----- Data in this exercise

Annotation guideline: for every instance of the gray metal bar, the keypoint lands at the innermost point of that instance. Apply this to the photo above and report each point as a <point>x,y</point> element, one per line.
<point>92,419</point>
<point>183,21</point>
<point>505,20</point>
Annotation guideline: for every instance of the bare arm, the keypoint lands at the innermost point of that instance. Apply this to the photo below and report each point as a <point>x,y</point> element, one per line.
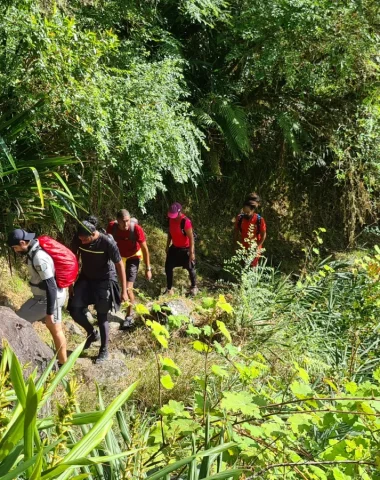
<point>263,237</point>
<point>146,257</point>
<point>190,235</point>
<point>168,242</point>
<point>123,279</point>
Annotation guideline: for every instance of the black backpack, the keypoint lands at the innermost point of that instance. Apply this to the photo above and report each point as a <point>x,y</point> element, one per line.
<point>132,233</point>
<point>183,221</point>
<point>258,223</point>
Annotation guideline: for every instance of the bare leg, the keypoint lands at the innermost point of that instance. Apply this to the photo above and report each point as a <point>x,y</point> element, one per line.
<point>59,340</point>
<point>131,297</point>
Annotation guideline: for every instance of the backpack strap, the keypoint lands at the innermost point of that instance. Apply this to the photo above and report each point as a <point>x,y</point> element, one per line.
<point>258,224</point>
<point>114,230</point>
<point>183,221</point>
<point>132,231</point>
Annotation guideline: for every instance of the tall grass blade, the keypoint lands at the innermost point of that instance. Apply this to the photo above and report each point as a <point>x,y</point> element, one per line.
<point>30,423</point>
<point>185,461</point>
<point>94,436</point>
<point>62,372</point>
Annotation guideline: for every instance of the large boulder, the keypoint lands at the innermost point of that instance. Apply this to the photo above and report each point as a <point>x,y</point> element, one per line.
<point>23,339</point>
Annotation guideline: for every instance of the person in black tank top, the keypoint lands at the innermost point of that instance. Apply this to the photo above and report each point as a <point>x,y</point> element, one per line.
<point>97,283</point>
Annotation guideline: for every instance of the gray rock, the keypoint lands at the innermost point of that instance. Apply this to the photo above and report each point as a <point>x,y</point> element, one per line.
<point>24,341</point>
<point>74,329</point>
<point>179,307</point>
<point>110,371</point>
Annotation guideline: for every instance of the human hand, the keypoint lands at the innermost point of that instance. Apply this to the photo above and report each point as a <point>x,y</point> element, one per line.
<point>49,319</point>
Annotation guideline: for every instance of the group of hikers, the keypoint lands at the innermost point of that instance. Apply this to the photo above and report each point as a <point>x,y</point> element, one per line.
<point>109,263</point>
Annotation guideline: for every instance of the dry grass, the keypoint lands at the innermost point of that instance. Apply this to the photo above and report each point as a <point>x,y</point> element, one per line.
<point>14,290</point>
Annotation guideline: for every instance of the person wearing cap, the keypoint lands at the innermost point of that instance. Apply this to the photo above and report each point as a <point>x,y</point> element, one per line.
<point>180,247</point>
<point>97,283</point>
<point>48,299</point>
<point>131,240</point>
<point>250,227</point>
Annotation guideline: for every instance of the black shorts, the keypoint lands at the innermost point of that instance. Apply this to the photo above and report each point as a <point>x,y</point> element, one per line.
<point>132,268</point>
<point>102,293</point>
<point>179,257</point>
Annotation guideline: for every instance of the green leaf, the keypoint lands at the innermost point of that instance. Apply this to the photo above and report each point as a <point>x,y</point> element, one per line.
<point>224,330</point>
<point>201,347</point>
<point>301,390</point>
<point>174,408</point>
<point>208,303</point>
<point>339,475</point>
<point>141,309</point>
<point>167,382</point>
<point>191,330</point>
<point>240,402</point>
<point>376,374</point>
<point>219,371</point>
<point>224,305</point>
<point>170,366</point>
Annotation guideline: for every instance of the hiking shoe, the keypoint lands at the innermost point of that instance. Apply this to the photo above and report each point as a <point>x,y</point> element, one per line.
<point>128,323</point>
<point>193,291</point>
<point>94,337</point>
<point>103,356</point>
<point>168,291</point>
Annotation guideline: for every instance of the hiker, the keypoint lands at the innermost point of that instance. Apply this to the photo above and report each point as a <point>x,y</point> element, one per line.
<point>48,298</point>
<point>250,226</point>
<point>131,240</point>
<point>97,283</point>
<point>180,248</point>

----------

▸ What you need to do: Copy out the data exactly and keep the pictures out.

▸ Exercise answer:
Annotation guideline: for every instance of the gray metal bar, the keypoint lands at the innermost point of that instance. Apply this to the photo above and report each point as a <point>x,y</point> element, one per line.
<point>92,419</point>
<point>183,21</point>
<point>505,20</point>
Annotation guideline: for every instance of the bare arm, the keypoint lands at the innermost point of that instance. Apply this to the photo below and report each point as a <point>x,y</point> element, one per line.
<point>263,237</point>
<point>146,257</point>
<point>190,235</point>
<point>168,242</point>
<point>123,279</point>
Annotation guideline: for every instance of the black backpack, the keypoint lands at the innermost point of that instance. Apply this to the photo above and report each point as a <point>x,y</point> element, one per line.
<point>132,233</point>
<point>183,221</point>
<point>258,223</point>
Annotation guideline: for every instance of the bare leg, the keypoint lands at the innermost point of that instance. Apply this to the photo above and report each point as a <point>x,y</point> element, one per line.
<point>59,340</point>
<point>131,297</point>
Annotation guideline: for every instance of the backpack strap, the keypoint lands at the innermost point of that instance. Apply this to the photo above and report each point as a <point>x,y</point> element, one per line.
<point>258,224</point>
<point>114,230</point>
<point>183,221</point>
<point>132,231</point>
Annotation guideline: for every instance of the tall grass blade, the keypoint lands at the innermost point of that instance. Apply this to the photo above and report each point as a <point>x,y</point> element, one per line.
<point>30,423</point>
<point>185,461</point>
<point>94,436</point>
<point>62,372</point>
Annotation guideline: for every instance of the large boulder, the keypoint lands at the innermost point of that instance. Apply this to the photo above and report each point as a <point>x,y</point> element, one per line.
<point>23,339</point>
Annotation guideline: for every instance of the person in black tank top, the keypoint lands at the innermost point of that instance. Apply this to the photo above and report each point as a <point>x,y</point> element, one per line.
<point>97,283</point>
Annotation guideline: for every instance of the gray rock, the keypoint lands at the innermost point of that instance. Apply this to the photo above and report each point as a <point>x,y</point> element, one per line.
<point>24,341</point>
<point>74,329</point>
<point>179,307</point>
<point>110,371</point>
Annotation guideline: for every instance of the human hand, the keypoint lands at the innermost point of that instance. Apply this to the photo above and report each point as a <point>x,y</point> element, one per line.
<point>49,319</point>
Annotation guideline: for every instance of the group of hikers, the keypoint lands at the innermost point of that instance. Apply this to the photo above and report each point as a <point>x,y</point> element, one per line.
<point>109,263</point>
Annotation guideline: for every instance of the dry grass, the keypoint lands at the innermost point of that instance. Apply this to the photo above and report each point as a <point>x,y</point> element, one per line.
<point>14,290</point>
Annotation guideline: for every instance of the person wearing cap, the keypoint lands at the innermost point of that instance. Apply this to the photo above and report each point as a <point>x,y</point> element, one per line.
<point>180,247</point>
<point>97,283</point>
<point>48,299</point>
<point>131,240</point>
<point>250,227</point>
Annotation guideline: for every instance of the black shorts, the keypoint lands at the innermost point of that instance. Apply this to the photo above and report each point as a <point>x,y</point> element, one per line.
<point>132,268</point>
<point>102,293</point>
<point>179,257</point>
Annotation guideline: for every instance of the green leaf, the keypoint lands at the innermost point of that instance. Apply this to the photo above and report each point as a <point>x,y</point> element, one per line.
<point>224,330</point>
<point>201,347</point>
<point>301,390</point>
<point>174,408</point>
<point>208,303</point>
<point>339,475</point>
<point>141,309</point>
<point>167,382</point>
<point>191,330</point>
<point>240,402</point>
<point>376,374</point>
<point>219,371</point>
<point>224,305</point>
<point>170,366</point>
Annotation guideline: for every instance of the hiking shoe, the keypoint lands at the innermost point of that instance. Apply this to the photo above and report each point as a <point>x,y</point> element, one per line.
<point>128,323</point>
<point>193,291</point>
<point>94,337</point>
<point>103,356</point>
<point>168,291</point>
Annotation guideline: for every instance of the hiker, the keypoint lands at the innermost point of that instance. Apply this to the photo above and report each point as a <point>x,y</point> element, one per line.
<point>48,298</point>
<point>250,226</point>
<point>131,240</point>
<point>97,283</point>
<point>180,248</point>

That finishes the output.